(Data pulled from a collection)

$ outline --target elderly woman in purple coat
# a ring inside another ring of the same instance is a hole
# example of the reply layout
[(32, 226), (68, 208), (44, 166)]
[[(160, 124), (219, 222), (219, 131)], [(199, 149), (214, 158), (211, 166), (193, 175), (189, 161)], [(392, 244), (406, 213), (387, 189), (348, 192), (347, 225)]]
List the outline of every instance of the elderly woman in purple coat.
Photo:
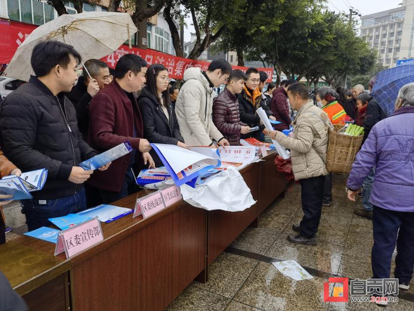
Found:
[(375, 167), (370, 202), (373, 206), (375, 278), (390, 278), (397, 244), (394, 275), (407, 290), (414, 267), (414, 83), (403, 86), (396, 111), (375, 125), (356, 156), (347, 186), (354, 201), (364, 180)]

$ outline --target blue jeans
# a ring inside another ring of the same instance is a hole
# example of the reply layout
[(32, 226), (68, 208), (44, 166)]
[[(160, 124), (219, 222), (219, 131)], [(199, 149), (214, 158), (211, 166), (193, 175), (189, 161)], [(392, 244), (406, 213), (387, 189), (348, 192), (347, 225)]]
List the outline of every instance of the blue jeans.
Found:
[[(40, 204), (39, 201), (42, 203)], [(85, 189), (78, 193), (53, 200), (22, 200), (22, 213), (26, 215), (26, 222), (29, 231), (49, 227), (53, 224), (48, 219), (65, 216), (76, 213), (86, 208)]]
[(367, 212), (372, 210), (372, 204), (369, 203), (369, 197), (371, 196), (371, 189), (372, 188), (372, 184), (374, 183), (375, 175), (375, 168), (374, 167), (362, 183), (362, 205), (364, 209)]
[(414, 270), (414, 213), (398, 212), (374, 206), (374, 246), (371, 262), (374, 278), (390, 277), (393, 253), (397, 243), (394, 275), (409, 283)]

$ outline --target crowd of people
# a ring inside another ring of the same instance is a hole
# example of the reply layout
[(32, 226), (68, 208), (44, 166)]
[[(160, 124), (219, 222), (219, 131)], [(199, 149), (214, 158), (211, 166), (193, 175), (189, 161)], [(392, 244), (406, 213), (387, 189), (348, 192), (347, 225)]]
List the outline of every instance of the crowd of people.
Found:
[[(1, 176), (48, 170), (43, 189), (33, 192), (32, 199), (21, 201), (29, 230), (50, 225), (48, 218), (137, 191), (135, 173), (163, 165), (150, 143), (215, 148), (267, 135), (290, 150), (293, 174), (302, 187), (304, 215), (293, 226), (297, 234), (287, 239), (316, 245), (322, 206), (332, 201), (333, 174), (326, 167), (329, 129), (354, 122), (365, 132), (348, 180), (348, 196), (351, 200), (361, 196), (362, 206), (354, 213), (372, 220), (374, 277), (390, 277), (397, 244), (395, 273), (401, 288), (408, 289), (414, 266), (414, 127), (410, 123), (414, 84), (401, 88), (396, 112), (386, 118), (361, 84), (350, 91), (327, 87), (310, 94), (294, 79), (266, 85), (265, 72), (232, 70), (226, 61), (216, 60), (205, 72), (188, 69), (179, 89), (171, 86), (165, 67), (148, 66), (136, 55), (121, 57), (114, 70), (101, 61), (88, 60), (78, 79), (80, 61), (70, 46), (38, 44), (31, 58), (35, 76), (0, 106)], [(375, 82), (370, 81), (370, 88)], [(214, 89), (223, 83), (226, 87), (215, 96)], [(279, 121), (273, 131), (265, 128), (256, 113), (259, 108)], [(292, 134), (282, 132), (291, 127)], [(79, 166), (125, 141), (132, 152), (113, 163), (95, 171)], [(1, 239), (4, 243), (4, 235)]]

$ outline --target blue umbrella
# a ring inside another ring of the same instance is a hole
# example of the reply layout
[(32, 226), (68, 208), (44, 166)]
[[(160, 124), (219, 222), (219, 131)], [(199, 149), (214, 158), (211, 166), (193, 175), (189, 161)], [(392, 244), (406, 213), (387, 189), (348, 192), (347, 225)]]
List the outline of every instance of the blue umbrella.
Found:
[(378, 74), (371, 95), (387, 115), (395, 110), (395, 101), (402, 86), (414, 82), (414, 64), (411, 62)]

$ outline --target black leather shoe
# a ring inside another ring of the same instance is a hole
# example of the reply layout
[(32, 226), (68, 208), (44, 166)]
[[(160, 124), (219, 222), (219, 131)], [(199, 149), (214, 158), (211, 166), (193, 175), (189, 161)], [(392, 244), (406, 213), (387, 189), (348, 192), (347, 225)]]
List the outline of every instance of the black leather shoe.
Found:
[(306, 238), (300, 234), (296, 236), (289, 234), (287, 236), (287, 241), (297, 244), (305, 244), (306, 245), (317, 245), (318, 244), (316, 237)]

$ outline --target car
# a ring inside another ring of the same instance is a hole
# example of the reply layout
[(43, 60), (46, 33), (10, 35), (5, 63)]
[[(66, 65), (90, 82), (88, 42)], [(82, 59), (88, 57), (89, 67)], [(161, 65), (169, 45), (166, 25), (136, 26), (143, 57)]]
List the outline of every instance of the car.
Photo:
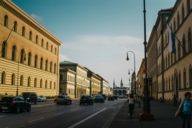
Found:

◆ **What you are asked to do**
Lay out the data from its start through the line containing "275), (409, 283)]" as a Markdown table with the columns Row and Data line, one numbered row per line. Skip blank lines and leave the picture out.

◆ **Task output**
| Row | Data line |
|---|---|
| 1 | $ outline --target elderly woman in purple coat |
| 2 | # a ring inside another ring of the same instance is a hole |
| 3 | # example of the reply layout |
| 4 | [(32, 226), (68, 208), (44, 166)] |
| 5 | [[(160, 124), (219, 222), (219, 131)], [(199, 149), (214, 158), (211, 166), (193, 175), (189, 161)], [(392, 244), (406, 213), (387, 189), (348, 192), (347, 225)]] |
| 6 | List the outline of every instance of the elderly woman in purple coat. |
| 7 | Photo: |
| 8 | Found: |
| 9 | [(375, 167), (370, 202), (373, 206), (375, 278), (390, 278), (397, 244), (394, 275), (407, 290), (414, 267), (414, 83), (403, 86), (396, 111), (375, 125), (356, 156), (347, 186), (354, 201), (364, 180)] |
| 10 | $ outline --target blue jeans |
| 11 | # a ring inside another ring of the same instance is a hole |
| 12 | # example of the reply layout |
| 13 | [(32, 226), (68, 208), (44, 166)] |
| 14 | [[(160, 124), (219, 222), (219, 131)], [(199, 149), (214, 158), (211, 166), (193, 175), (189, 161)], [(392, 244), (406, 213), (387, 189), (348, 192), (347, 225)]] |
| 15 | List the outline of every instance of the blue jeans. |
| 16 | Found: |
| 17 | [[(40, 204), (39, 201), (42, 203)], [(85, 189), (78, 193), (53, 200), (22, 200), (22, 213), (26, 215), (26, 222), (29, 231), (49, 227), (53, 224), (48, 219), (65, 216), (76, 213), (86, 208)]] |
| 18 | [(367, 212), (372, 210), (372, 204), (369, 203), (369, 197), (371, 196), (371, 189), (372, 188), (372, 184), (374, 183), (375, 175), (375, 168), (374, 167), (362, 183), (362, 205), (364, 209)] |
| 19 | [(414, 270), (414, 213), (398, 212), (374, 206), (374, 246), (371, 262), (374, 278), (390, 277), (393, 253), (397, 243), (394, 275), (409, 283)] |